Exercise details » Return the complete listing that follows, with each line reproduced exactly.

_____

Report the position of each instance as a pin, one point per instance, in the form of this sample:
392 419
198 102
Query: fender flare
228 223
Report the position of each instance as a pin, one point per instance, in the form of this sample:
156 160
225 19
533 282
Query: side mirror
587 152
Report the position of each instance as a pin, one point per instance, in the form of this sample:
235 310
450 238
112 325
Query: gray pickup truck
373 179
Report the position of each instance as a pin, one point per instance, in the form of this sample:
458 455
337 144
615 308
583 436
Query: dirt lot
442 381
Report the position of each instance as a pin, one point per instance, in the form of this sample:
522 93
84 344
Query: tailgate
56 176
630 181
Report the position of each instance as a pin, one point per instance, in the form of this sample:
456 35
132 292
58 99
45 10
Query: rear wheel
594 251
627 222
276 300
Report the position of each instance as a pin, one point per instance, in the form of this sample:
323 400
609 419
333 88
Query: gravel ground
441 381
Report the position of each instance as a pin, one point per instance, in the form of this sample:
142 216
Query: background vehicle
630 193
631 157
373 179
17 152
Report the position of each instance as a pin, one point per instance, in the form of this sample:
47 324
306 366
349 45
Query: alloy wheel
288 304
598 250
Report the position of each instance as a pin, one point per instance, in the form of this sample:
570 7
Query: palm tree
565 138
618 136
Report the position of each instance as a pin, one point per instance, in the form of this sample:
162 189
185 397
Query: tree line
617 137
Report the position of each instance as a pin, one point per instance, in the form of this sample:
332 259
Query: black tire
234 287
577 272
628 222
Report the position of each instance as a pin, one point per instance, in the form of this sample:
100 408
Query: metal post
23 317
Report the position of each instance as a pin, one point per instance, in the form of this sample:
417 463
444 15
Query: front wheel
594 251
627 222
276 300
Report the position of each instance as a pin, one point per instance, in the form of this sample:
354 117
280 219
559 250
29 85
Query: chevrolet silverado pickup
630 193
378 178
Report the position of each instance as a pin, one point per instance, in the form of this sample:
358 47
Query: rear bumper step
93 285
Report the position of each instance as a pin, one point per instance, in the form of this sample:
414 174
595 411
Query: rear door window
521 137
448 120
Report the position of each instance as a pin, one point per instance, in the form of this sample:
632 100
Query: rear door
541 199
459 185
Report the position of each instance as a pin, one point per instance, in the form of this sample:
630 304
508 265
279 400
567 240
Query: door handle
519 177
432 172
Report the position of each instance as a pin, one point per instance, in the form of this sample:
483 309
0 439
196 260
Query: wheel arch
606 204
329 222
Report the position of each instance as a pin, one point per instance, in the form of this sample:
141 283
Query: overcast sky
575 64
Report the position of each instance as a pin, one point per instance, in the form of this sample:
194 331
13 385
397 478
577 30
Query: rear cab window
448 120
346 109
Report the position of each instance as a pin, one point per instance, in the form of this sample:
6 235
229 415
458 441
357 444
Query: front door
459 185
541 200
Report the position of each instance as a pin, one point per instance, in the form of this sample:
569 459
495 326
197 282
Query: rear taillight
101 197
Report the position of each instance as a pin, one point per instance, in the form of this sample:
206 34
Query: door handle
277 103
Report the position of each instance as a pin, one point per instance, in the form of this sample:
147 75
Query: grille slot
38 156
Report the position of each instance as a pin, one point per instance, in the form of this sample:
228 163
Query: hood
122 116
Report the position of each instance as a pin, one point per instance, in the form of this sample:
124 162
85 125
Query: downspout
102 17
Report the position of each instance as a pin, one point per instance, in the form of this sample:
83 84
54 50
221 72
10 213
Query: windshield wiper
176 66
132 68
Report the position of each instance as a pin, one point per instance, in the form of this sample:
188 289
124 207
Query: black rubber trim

_____

Task solution »
Report the position of each instance as a pin, one point per instance, in the form of this sample:
392 419
198 102
Query: fender flare
228 223
Report the position of each instance as a pin, one point per instance, in the form of this sample:
156 160
225 19
533 282
Query: side mirror
587 152
Report the position of each instance as a pin, one point per instance, in the form of this sample:
235 310
450 238
112 325
Query: gray pickup truck
373 179
Report the position of each instance as a pin, one point per instance, in the form of this sample:
458 455
337 144
615 308
583 436
Query: dirt lot
442 381
Report the position of each instance as a pin, one point per instance, in the form of this sample:
522 93
84 344
Query: tailgate
56 176
630 181
Report the position of each instance as a pin, one point per instance, in the form of this sample:
456 35
132 292
58 99
45 10
Query: rear wheel
594 251
627 222
276 300
Report the position of each instance as a pin, one point per instance, in the form of this sample:
323 400
609 419
333 88
Query: gravel ground
441 381
Report the position of each instance as a pin, one point per instance, in the form of this sample:
142 216
Query: background vehicle
630 193
631 157
373 179
17 152
Report the position of each instance as a pin, one point per instance, in the form of this sample:
47 324
306 366
349 45
Query: alloy wheel
288 304
598 250
Report the position of each instance as a pin, one point per instance, in the form of this sample:
570 7
Query: palm tree
565 138
618 136
Report the position of each instance as a pin, one point per instance, in the form of this sample:
162 189
185 397
Query: tree line
617 137
Report the position of each instance as a pin, one point per instance, in the form of this sample:
332 259
Query: black tire
234 287
577 272
628 222
Report the position of each instance as a pin, one point per instance, in the form of this sample:
100 408
Query: metal post
23 317
Report the position of each instance as a pin, one point per instance, in the form of this sample:
417 463
444 15
Query: front wheel
594 251
627 222
276 300
Report the position of each instance as a pin, one point per instance, in the form of this sample:
354 117
280 219
559 250
29 85
Query: chevrolet silverado pickup
630 193
378 178
Report the position of each instance as a pin, one point per instance, in the form of this sample:
358 47
Query: rear bumper step
93 285
Report the position of each instance as a pin, one point per instance, in the form of this sample:
414 174
595 411
Query: rear door window
521 137
448 120
Report the position of each instance as a pin, one point per instance, in the form of this sample:
632 100
Query: rear door
541 199
459 185
Report the position of each instance as a pin, one point per instance, in the form of this sample:
630 304
508 265
279 400
567 240
Query: door handle
519 177
432 172
Report the position of each instance as a pin, one point per instance, in the form of this sample:
483 309
0 439
196 260
Query: wheel arch
606 204
329 222
Report the position of each instance as a pin, one point per instance, in the form of this sample:
141 283
Query: overcast sky
575 64
Report the position of each instance as a pin, one point per instance, in the form of this sample:
194 331
13 385
397 478
577 30
Query: rear cab window
448 120
346 109
Report the position of each instance as a pin, one point per instance, in the form of this sample:
6 235
229 415
458 441
357 444
Query: front door
459 185
541 200
Report the position of each instance as a pin, one point per instance, in the form of this sample:
569 459
495 326
197 282
Query: rear taillight
101 197
Report the position of each instance as a pin, one point per instance, in the form of this sample:
206 34
Query: door handle
277 103
Report the position of each instance as a pin, one point per instance, in the form of this sample:
147 75
Query: grille slot
38 156
Report the position of each instance as a pin, one point per instance, in the form of this sample:
228 163
Query: hood
122 116
Report the position of each instance as a pin, one point per instance, in the form of this sample:
124 162
85 125
Query: downspout
102 17
Report the position of each instance as a pin, one point per instance, in the form of this sample:
83 84
54 50
221 72
10 213
Query: windshield wiper
176 66
132 68
Report the position of each instance as a pin, one point per instance, in the form of this sample:
188 289
124 207
Query: black rubber trim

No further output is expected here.